__Your instructions__.
Copy out all the entries below, word for word.

[The data]

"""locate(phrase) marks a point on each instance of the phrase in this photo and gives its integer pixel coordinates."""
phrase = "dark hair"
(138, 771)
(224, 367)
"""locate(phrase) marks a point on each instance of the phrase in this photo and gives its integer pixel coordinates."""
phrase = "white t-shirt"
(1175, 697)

[/The data]

__Task solution__.
"""locate(phrase) marks a point on each instance of the phrase in this photo and gives its integer pixel coordinates."""
phrase = "dark hair"
(138, 771)
(224, 367)
"""locate(phrase) marks a point on each instance of the phrase in this photo and gives its integer pixel coordinates."""
phrase = "white t-shirt"
(1175, 697)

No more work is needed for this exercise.